(Dataset entries)
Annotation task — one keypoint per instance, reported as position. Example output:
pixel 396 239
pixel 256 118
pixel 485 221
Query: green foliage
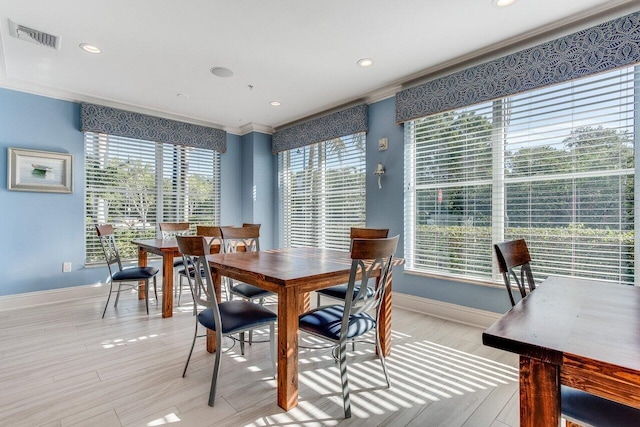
pixel 575 249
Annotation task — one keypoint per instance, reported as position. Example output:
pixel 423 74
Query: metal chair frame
pixel 106 235
pixel 511 256
pixel 195 248
pixel 577 406
pixel 368 257
pixel 355 233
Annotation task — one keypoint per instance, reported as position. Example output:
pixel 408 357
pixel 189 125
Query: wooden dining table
pixel 292 273
pixel 580 333
pixel 168 250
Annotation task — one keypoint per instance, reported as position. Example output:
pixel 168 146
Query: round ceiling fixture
pixel 365 62
pixel 90 48
pixel 221 72
pixel 502 3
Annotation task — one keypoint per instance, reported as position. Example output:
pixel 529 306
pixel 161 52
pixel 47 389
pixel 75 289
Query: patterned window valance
pixel 341 123
pixel 606 46
pixel 97 118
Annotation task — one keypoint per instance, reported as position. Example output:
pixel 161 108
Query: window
pixel 134 184
pixel 554 166
pixel 322 192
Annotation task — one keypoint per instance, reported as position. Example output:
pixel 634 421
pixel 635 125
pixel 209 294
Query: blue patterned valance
pixel 97 118
pixel 341 123
pixel 604 47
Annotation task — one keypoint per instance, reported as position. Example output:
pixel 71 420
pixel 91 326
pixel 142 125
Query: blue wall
pixel 39 231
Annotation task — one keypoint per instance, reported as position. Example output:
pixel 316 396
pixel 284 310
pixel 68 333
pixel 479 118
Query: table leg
pixel 304 302
pixel 384 322
pixel 539 393
pixel 142 262
pixel 288 348
pixel 211 335
pixel 167 284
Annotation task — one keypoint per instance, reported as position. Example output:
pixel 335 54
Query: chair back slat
pixel 194 250
pixel 514 262
pixel 213 235
pixel 241 239
pixel 368 233
pixel 172 229
pixel 368 257
pixel 106 234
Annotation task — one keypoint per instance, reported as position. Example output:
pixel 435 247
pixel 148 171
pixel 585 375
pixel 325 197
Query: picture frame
pixel 40 171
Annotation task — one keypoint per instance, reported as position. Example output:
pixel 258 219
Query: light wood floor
pixel 62 365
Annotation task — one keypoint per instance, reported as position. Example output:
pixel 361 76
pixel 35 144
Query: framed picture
pixel 44 171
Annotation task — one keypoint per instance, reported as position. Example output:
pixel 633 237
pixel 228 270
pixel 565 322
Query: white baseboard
pixel 32 299
pixel 444 310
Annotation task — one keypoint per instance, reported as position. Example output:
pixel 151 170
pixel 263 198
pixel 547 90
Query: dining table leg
pixel 539 393
pixel 167 284
pixel 142 262
pixel 288 308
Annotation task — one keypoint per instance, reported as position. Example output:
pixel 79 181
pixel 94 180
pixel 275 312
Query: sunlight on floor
pixel 422 373
pixel 167 419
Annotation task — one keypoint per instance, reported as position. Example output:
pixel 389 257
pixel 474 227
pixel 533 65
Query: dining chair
pixel 339 291
pixel 225 318
pixel 578 407
pixel 132 274
pixel 513 258
pixel 243 239
pixel 167 231
pixel 213 237
pixel 342 322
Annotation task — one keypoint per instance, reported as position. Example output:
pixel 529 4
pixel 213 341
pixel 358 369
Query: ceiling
pixel 157 54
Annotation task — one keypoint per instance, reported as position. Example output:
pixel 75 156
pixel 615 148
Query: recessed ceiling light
pixel 502 3
pixel 90 48
pixel 221 72
pixel 365 62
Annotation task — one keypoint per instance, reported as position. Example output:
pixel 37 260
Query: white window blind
pixel 134 184
pixel 322 192
pixel 554 166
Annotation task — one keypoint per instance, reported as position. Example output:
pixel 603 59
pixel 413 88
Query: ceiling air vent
pixel 34 36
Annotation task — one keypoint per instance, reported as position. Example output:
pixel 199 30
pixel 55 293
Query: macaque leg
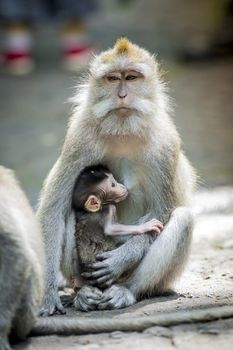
pixel 166 257
pixel 13 275
pixel 112 228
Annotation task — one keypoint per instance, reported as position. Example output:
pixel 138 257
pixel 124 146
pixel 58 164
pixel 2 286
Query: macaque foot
pixel 154 226
pixel 87 299
pixel 116 297
pixel 52 305
pixel 4 344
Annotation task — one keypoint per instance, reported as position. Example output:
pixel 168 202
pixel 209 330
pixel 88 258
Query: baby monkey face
pixel 114 192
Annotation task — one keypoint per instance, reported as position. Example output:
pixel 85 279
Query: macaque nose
pixel 122 93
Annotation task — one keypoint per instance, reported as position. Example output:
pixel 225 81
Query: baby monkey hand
pixel 153 226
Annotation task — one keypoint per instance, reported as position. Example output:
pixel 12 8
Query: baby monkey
pixel 95 195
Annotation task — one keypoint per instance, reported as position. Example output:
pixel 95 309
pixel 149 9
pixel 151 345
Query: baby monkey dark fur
pixel 95 195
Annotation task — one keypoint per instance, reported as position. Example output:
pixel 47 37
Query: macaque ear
pixel 92 204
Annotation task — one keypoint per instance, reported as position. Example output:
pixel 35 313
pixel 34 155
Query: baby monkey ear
pixel 92 204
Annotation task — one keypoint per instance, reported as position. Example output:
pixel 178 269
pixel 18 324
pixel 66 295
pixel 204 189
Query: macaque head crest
pixel 123 56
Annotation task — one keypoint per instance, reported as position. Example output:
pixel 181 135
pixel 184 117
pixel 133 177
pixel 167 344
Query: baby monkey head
pixel 96 187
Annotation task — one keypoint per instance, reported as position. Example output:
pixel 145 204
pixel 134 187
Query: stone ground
pixel 33 119
pixel 206 282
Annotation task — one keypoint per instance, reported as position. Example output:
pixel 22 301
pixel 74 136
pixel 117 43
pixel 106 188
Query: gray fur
pixel 21 261
pixel 143 152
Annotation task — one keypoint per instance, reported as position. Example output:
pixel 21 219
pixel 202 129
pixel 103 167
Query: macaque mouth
pixel 122 111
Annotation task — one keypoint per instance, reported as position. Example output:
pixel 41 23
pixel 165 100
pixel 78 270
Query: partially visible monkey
pixel 122 120
pixel 21 261
pixel 95 196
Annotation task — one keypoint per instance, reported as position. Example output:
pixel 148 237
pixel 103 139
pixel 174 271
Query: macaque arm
pixel 112 228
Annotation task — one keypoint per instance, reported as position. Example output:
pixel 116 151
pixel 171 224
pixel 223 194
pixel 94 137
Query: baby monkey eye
pixel 131 77
pixel 112 78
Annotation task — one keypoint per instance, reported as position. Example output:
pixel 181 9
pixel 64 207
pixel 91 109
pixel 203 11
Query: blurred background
pixel 45 47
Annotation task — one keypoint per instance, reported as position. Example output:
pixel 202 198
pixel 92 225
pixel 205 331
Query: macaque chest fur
pixel 90 238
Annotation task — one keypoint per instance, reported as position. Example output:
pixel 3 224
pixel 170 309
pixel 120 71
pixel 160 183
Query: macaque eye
pixel 131 77
pixel 112 78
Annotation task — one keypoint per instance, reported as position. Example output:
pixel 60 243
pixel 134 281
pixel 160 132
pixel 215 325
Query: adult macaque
pixel 21 261
pixel 95 194
pixel 121 119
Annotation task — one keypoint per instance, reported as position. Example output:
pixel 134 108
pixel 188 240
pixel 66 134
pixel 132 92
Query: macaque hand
pixel 51 305
pixel 87 299
pixel 116 297
pixel 154 226
pixel 109 267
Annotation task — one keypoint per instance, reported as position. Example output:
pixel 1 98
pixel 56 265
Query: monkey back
pixel 90 238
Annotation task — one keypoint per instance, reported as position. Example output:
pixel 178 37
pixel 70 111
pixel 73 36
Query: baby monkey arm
pixel 112 228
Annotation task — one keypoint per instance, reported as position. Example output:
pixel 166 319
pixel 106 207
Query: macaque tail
pixel 82 325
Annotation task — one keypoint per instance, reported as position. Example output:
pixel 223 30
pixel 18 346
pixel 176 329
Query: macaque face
pixel 113 191
pixel 124 103
pixel 123 87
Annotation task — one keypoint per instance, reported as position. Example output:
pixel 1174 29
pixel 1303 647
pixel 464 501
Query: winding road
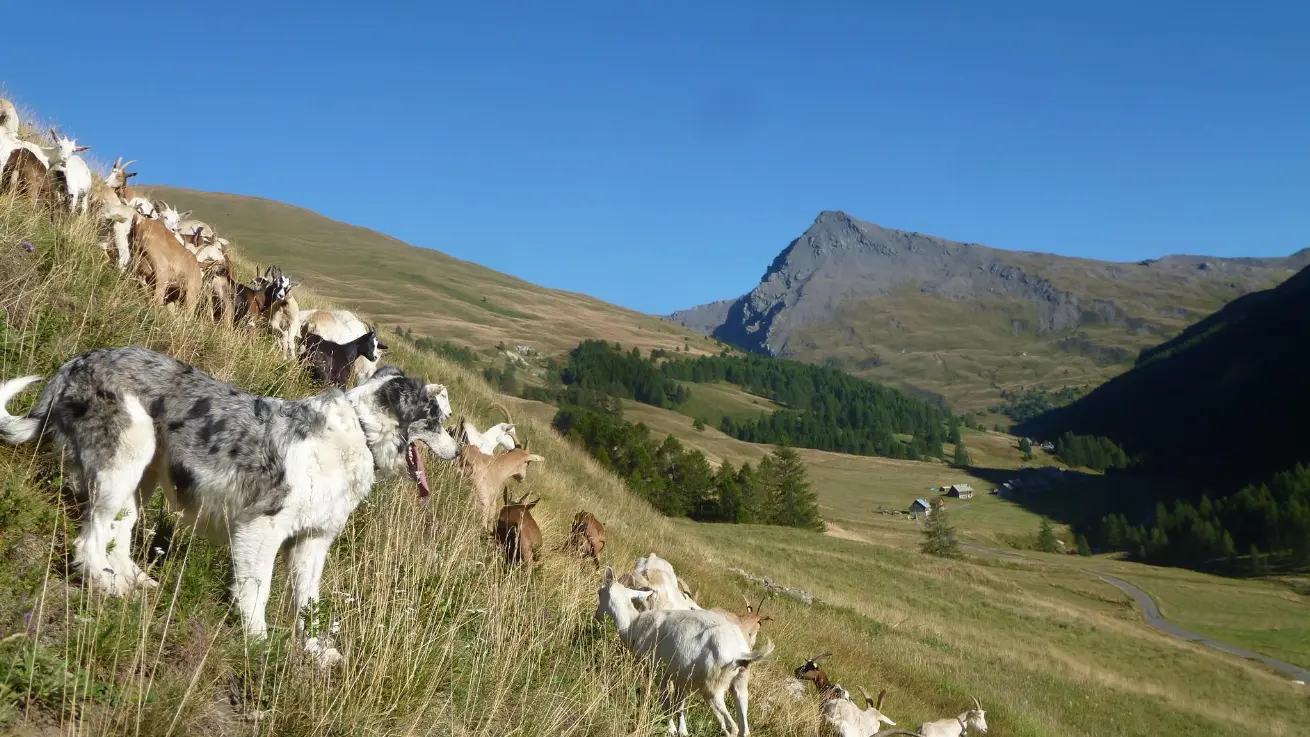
pixel 1153 617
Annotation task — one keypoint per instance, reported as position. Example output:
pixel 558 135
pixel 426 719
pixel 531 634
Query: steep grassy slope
pixel 968 321
pixel 1222 403
pixel 439 639
pixel 402 286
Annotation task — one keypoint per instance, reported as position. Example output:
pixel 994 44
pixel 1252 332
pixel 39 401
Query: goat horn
pixel 506 413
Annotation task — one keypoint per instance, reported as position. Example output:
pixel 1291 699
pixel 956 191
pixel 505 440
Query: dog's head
pixel 418 416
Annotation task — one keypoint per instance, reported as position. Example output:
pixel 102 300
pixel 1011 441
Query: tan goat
pixel 490 473
pixel 516 532
pixel 164 263
pixel 587 536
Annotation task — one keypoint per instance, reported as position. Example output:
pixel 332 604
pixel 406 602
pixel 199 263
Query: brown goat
pixel 587 536
pixel 164 263
pixel 748 622
pixel 489 473
pixel 516 532
pixel 819 677
pixel 25 174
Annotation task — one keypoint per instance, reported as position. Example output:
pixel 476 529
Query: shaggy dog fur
pixel 256 473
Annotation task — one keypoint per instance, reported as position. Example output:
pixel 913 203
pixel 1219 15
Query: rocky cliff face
pixel 841 259
pixel 966 321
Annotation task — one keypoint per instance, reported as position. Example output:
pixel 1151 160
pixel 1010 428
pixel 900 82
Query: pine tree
pixel 1026 448
pixel 1047 541
pixel 794 503
pixel 939 536
pixel 1084 549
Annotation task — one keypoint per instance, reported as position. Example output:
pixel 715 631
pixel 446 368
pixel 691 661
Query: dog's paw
pixel 325 655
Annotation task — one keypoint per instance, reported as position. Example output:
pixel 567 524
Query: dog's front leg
pixel 254 550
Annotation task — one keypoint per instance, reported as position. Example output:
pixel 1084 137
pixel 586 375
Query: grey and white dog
pixel 253 471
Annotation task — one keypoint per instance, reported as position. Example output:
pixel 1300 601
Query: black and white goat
pixel 332 363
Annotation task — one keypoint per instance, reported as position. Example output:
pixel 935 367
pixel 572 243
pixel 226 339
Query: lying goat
pixel 516 532
pixel 841 718
pixel 968 723
pixel 698 651
pixel 490 473
pixel 587 536
pixel 330 363
pixel 748 622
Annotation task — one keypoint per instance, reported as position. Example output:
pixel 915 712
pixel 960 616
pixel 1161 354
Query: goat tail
pixel 757 653
pixel 13 430
pixel 503 411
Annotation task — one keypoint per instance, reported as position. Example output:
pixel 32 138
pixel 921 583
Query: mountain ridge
pixel 849 292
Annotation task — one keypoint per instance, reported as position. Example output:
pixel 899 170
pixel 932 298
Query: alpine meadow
pixel 266 473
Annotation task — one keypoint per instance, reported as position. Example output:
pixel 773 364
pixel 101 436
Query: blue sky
pixel 659 156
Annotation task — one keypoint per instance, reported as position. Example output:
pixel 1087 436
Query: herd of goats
pixel 708 651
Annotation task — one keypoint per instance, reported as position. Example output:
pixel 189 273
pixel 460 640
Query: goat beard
pixel 414 457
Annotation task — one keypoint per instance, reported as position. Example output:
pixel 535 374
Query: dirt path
pixel 1153 617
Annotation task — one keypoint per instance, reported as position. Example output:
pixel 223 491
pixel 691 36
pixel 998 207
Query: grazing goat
pixel 516 532
pixel 163 262
pixel 271 287
pixel 658 575
pixel 330 363
pixel 490 473
pixel 502 435
pixel 71 172
pixel 696 651
pixel 815 674
pixel 841 718
pixel 26 176
pixel 587 536
pixel 962 725
pixel 282 317
pixel 338 326
pixel 748 622
pixel 119 217
pixel 170 217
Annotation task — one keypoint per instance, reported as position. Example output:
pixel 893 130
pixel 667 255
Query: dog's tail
pixel 17 430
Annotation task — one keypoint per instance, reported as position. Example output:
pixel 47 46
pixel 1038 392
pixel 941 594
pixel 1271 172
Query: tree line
pixel 681 483
pixel 1089 452
pixel 1259 528
pixel 823 407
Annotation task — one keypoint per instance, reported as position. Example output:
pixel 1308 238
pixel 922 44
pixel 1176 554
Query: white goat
pixel 501 435
pixel 962 725
pixel 658 575
pixel 74 172
pixel 841 718
pixel 170 217
pixel 696 651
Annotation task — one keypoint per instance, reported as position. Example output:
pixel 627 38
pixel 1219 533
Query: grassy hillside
pixel 1222 403
pixel 404 286
pixel 439 639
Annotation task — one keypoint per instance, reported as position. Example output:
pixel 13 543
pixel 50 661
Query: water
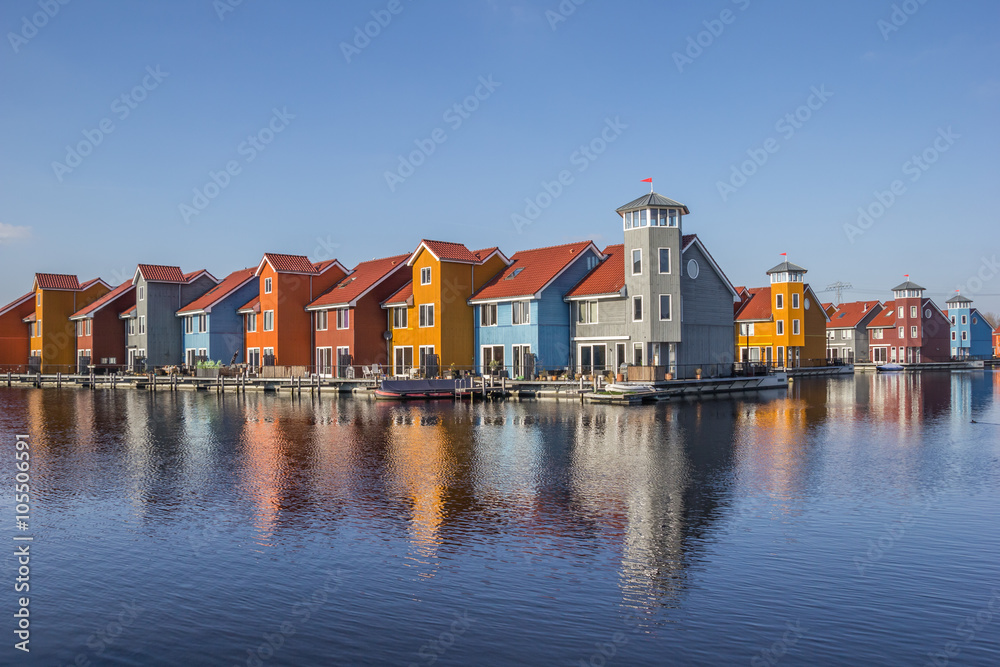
pixel 843 522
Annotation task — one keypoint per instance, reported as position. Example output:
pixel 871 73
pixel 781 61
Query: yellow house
pixel 783 325
pixel 53 335
pixel 430 323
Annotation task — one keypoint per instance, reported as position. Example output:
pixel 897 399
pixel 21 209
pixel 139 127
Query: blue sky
pixel 684 93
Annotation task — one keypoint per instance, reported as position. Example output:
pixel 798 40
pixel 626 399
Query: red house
pixel 101 339
pixel 911 329
pixel 348 320
pixel 14 338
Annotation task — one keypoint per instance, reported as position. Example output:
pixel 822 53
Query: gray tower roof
pixel 651 199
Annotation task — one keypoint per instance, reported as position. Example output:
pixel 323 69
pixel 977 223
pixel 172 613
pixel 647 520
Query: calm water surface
pixel 843 522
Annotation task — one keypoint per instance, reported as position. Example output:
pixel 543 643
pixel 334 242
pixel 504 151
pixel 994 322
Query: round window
pixel 693 269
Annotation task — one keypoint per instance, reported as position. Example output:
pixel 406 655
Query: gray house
pixel 658 301
pixel 847 331
pixel 154 336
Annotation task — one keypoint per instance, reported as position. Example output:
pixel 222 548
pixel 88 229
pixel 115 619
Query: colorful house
pixel 662 303
pixel 154 332
pixel 211 327
pixel 430 321
pixel 53 334
pixel 911 329
pixel 522 322
pixel 784 324
pixel 100 337
pixel 277 328
pixel 14 337
pixel 348 319
pixel 971 333
pixel 847 331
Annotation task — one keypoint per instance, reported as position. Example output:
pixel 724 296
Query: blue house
pixel 522 322
pixel 971 334
pixel 212 329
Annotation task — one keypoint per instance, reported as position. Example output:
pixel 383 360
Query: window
pixel 427 315
pixel 665 307
pixel 664 260
pixel 399 318
pixel 488 315
pixel 520 312
pixel 587 312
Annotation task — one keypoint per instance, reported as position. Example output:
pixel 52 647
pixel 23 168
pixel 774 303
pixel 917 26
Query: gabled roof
pixel 758 307
pixel 445 251
pixel 531 271
pixel 359 282
pixel 16 302
pixel 159 273
pixel 651 199
pixel 91 310
pixel 402 297
pixel 251 306
pixel 59 281
pixel 887 318
pixel 608 277
pixel 689 240
pixel 786 267
pixel 229 284
pixel 850 315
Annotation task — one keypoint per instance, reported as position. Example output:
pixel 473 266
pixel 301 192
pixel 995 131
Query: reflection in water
pixel 602 510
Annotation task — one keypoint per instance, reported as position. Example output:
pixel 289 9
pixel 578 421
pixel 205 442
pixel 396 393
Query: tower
pixel 652 227
pixel 788 308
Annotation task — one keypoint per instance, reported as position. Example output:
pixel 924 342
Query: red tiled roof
pixel 607 277
pixel 400 298
pixel 58 281
pixel 849 315
pixel 530 271
pixel 16 302
pixel 757 307
pixel 162 274
pixel 253 304
pixel 887 318
pixel 229 284
pixel 290 263
pixel 103 301
pixel 362 278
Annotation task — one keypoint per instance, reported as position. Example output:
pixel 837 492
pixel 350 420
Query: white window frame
pixel 638 299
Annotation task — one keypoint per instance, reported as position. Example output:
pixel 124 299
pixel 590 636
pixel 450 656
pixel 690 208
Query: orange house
pixel 14 346
pixel 277 328
pixel 430 321
pixel 53 334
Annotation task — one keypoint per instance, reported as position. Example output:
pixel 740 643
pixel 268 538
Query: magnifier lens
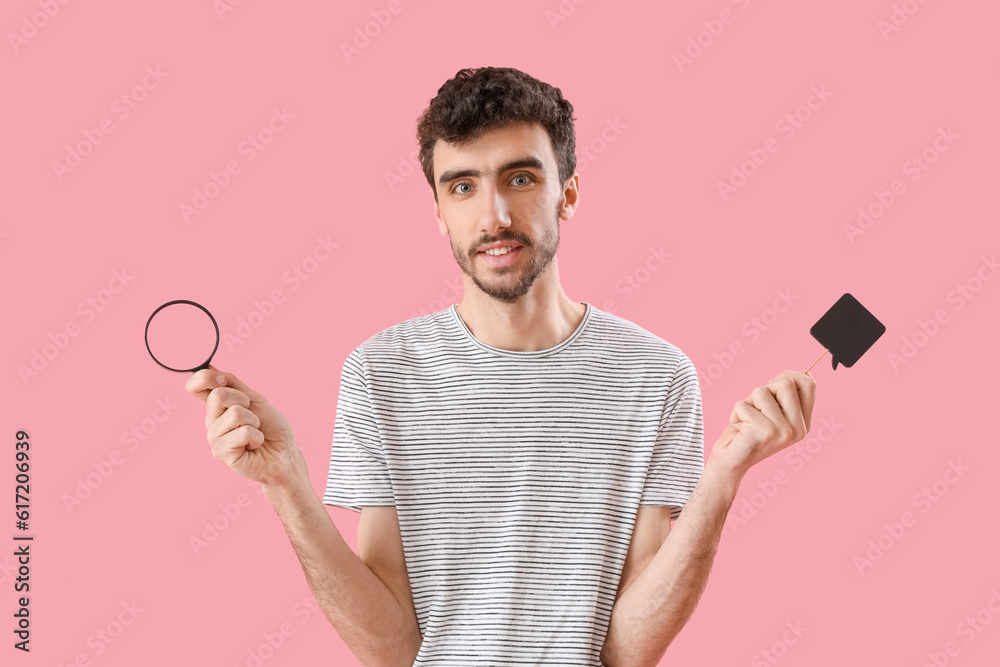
pixel 181 336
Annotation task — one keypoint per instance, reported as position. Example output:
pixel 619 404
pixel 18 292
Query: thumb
pixel 230 380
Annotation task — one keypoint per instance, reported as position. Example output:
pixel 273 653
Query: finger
pixel 806 387
pixel 230 380
pixel 746 418
pixel 233 418
pixel 202 382
pixel 764 400
pixel 786 394
pixel 220 399
pixel 233 445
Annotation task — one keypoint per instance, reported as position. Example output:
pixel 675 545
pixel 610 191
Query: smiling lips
pixel 502 259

What you are asked to do: Return exactly the lines above, from the one with "Query: green foliage" up to and including the one with "pixel 189 125", and include no pictures.

Solved problem:
Query: green foliage
pixel 575 249
Annotation task — one keypoint per instance, reported as position. Example output:
pixel 423 74
Query: metal chair frame
pixel 106 235
pixel 511 256
pixel 195 248
pixel 577 406
pixel 368 257
pixel 355 233
Annotation task — one keypoint per instance, reported as position. Example output:
pixel 408 357
pixel 189 125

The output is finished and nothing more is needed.